───── GIVEN ENTRIES
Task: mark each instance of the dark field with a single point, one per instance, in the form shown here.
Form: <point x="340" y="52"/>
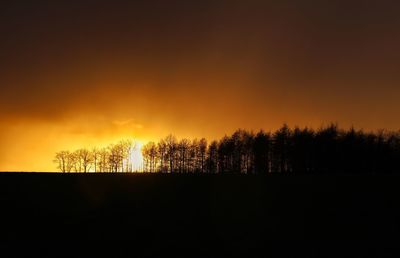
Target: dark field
<point x="116" y="215"/>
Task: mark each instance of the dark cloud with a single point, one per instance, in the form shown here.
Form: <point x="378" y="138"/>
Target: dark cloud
<point x="270" y="57"/>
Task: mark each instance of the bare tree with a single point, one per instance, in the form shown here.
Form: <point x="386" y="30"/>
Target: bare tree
<point x="170" y="141"/>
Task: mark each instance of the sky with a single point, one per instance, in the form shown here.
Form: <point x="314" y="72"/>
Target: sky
<point x="84" y="73"/>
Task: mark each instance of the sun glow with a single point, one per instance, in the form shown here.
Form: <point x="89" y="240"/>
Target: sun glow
<point x="136" y="157"/>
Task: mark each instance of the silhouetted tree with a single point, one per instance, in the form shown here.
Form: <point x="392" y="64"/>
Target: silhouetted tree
<point x="261" y="150"/>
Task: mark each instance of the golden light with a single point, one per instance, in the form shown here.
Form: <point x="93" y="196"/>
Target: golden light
<point x="136" y="157"/>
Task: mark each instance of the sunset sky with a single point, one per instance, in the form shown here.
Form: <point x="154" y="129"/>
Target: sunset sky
<point x="84" y="73"/>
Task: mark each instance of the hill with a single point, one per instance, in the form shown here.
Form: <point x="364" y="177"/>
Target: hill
<point x="158" y="215"/>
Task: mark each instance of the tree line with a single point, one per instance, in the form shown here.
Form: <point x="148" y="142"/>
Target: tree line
<point x="328" y="149"/>
<point x="114" y="158"/>
<point x="298" y="150"/>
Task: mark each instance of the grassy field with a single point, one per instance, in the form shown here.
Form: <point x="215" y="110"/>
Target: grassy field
<point x="120" y="215"/>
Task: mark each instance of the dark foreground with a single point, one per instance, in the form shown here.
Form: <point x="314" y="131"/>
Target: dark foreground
<point x="113" y="215"/>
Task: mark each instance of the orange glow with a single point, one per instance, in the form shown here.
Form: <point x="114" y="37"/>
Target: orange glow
<point x="144" y="70"/>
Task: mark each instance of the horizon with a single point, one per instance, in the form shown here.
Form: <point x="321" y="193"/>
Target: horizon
<point x="77" y="75"/>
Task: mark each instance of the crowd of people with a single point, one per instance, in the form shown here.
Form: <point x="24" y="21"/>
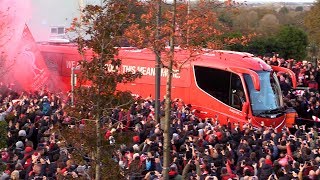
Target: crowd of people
<point x="200" y="148"/>
<point x="205" y="149"/>
<point x="34" y="151"/>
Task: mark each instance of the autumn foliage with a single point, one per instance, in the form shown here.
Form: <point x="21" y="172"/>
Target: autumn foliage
<point x="197" y="27"/>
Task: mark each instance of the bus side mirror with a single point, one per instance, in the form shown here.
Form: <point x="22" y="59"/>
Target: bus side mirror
<point x="245" y="107"/>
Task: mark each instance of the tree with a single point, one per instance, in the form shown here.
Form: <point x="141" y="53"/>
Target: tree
<point x="312" y="22"/>
<point x="292" y="43"/>
<point x="269" y="24"/>
<point x="299" y="8"/>
<point x="100" y="30"/>
<point x="191" y="30"/>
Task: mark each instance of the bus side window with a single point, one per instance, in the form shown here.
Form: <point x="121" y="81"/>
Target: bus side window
<point x="214" y="82"/>
<point x="237" y="93"/>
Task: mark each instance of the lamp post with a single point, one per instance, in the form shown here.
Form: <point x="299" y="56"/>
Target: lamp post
<point x="313" y="52"/>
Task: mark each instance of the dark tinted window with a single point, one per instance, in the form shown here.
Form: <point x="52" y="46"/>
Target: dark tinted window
<point x="223" y="85"/>
<point x="214" y="82"/>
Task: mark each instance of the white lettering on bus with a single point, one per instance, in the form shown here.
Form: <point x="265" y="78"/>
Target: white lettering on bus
<point x="145" y="71"/>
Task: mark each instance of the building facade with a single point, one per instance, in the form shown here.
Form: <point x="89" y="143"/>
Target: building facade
<point x="50" y="18"/>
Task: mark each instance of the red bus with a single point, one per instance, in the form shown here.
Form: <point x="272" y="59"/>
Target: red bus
<point x="232" y="86"/>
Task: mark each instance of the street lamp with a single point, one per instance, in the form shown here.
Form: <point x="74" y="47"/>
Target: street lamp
──────────
_WHAT YOU HAVE TO DO_
The entries above, every one of them, should be retyped exactly, with no pictures carried over.

_FINAL ANSWER_
Task: mark each instance of the dark field with a single point, one per instance, in the form shown here.
Form: <point x="340" y="52"/>
Target: dark field
<point x="116" y="215"/>
Task: mark each instance of the dark cloud with a single point, one per instance, in the form shown here.
Form: <point x="378" y="138"/>
Target: dark cloud
<point x="270" y="57"/>
Task: mark each instance of the bare tree with a single point, one per instance, in the form shown here.
Form: <point x="386" y="30"/>
Target: bare tree
<point x="170" y="141"/>
Task: mark each instance of the sky with a single point, one per instance, in the form shown here.
Form: <point x="314" y="72"/>
Target: sky
<point x="84" y="73"/>
Task: mark each instance of the sun glow with a single point, one per instance, in the form shown here.
Form: <point x="89" y="240"/>
Target: sun glow
<point x="136" y="157"/>
Task: mark each instance of the silhouetted tree with a single point, one per instance, in the form shown here.
Form: <point x="392" y="64"/>
Target: silhouetted tree
<point x="261" y="150"/>
Task: mark each instance of the golden light with a single point, one per instance, in the form shown here.
Form: <point x="93" y="196"/>
Target: golden light
<point x="136" y="157"/>
Task: mark each instance of the sunset sky with a single point, one per instance, in the form shown here.
Form: <point x="154" y="129"/>
Target: sunset sky
<point x="84" y="73"/>
Task: mark each instance of the hill with a single point, one per instance, in the form shown here.
Form: <point x="364" y="177"/>
Target: hill
<point x="158" y="215"/>
Task: mark each instance of the tree line with a single point, one per instance, in the form shown here.
Form: <point x="148" y="142"/>
Target: tree line
<point x="328" y="149"/>
<point x="114" y="158"/>
<point x="298" y="150"/>
Task: mark each instance of the grassy field with a single point, one per instance, in the form shown here.
Form: <point x="215" y="110"/>
Target: grassy field
<point x="120" y="215"/>
Task: mark each instance of the dark foreground with a single point, one per instance, in the form shown here.
Form: <point x="314" y="131"/>
Target: dark foreground
<point x="113" y="215"/>
Task: mark each instance of the orange glow with a single point, one per instance, in the form shown here.
Form: <point x="114" y="37"/>
Target: orange glow
<point x="144" y="70"/>
Task: mark each instance of the horizon with a single point, one per instance, in the form shown here.
Form: <point x="321" y="193"/>
Target: horizon
<point x="77" y="75"/>
Task: mark each instance of the crowd of people with a single point, one per instance, in the form shown here.
Form: <point x="24" y="21"/>
Target: crowd of people
<point x="200" y="148"/>
<point x="205" y="149"/>
<point x="34" y="151"/>
Task: mark each instance of the autumn foliage with a single point, one per instance, in the form shown here.
Form: <point x="21" y="172"/>
Target: autumn foliage
<point x="197" y="27"/>
Task: mark each instance of the bus side mirror with a single point, one per instance, in the form shown here.
Form: <point x="22" y="59"/>
Target: bus side mirror
<point x="245" y="107"/>
Task: mark each instance of the tree with a single point, one per instance, in the form shown here.
Form: <point x="141" y="53"/>
Target: tree
<point x="312" y="22"/>
<point x="292" y="43"/>
<point x="269" y="24"/>
<point x="299" y="8"/>
<point x="100" y="30"/>
<point x="191" y="30"/>
Task: mark each instance of the bus side window with a single point, one per instance, in the form shown here.
Form: <point x="121" y="81"/>
Target: bus side window
<point x="214" y="82"/>
<point x="237" y="93"/>
Task: mark each instance of the lamp post with a single point, one per instance, in the form shown here.
Form: <point x="299" y="56"/>
Target: lamp post
<point x="313" y="52"/>
Task: mark each instance of the dark tinted window with a single point, one per instance, in the form shown here.
Form: <point x="52" y="46"/>
Target: dark tinted window
<point x="223" y="85"/>
<point x="214" y="82"/>
Task: mark each instance of the white lettering on bus with a single point, one per instance, in the form shown here.
Form: <point x="265" y="78"/>
Target: white lettering on bus
<point x="145" y="71"/>
Task: mark each instance of the building facade with a single point, one per instance, in the form shown here.
Form: <point x="89" y="143"/>
Target: building facade
<point x="50" y="18"/>
Task: mark each instance of the red bus with a single point, one per instance, in the form shown here.
Form: <point x="272" y="59"/>
Target: red bus
<point x="232" y="86"/>
Task: mark each instance of the street lamp with a single point, one per instance, in the form shown here.
Form: <point x="74" y="47"/>
Target: street lamp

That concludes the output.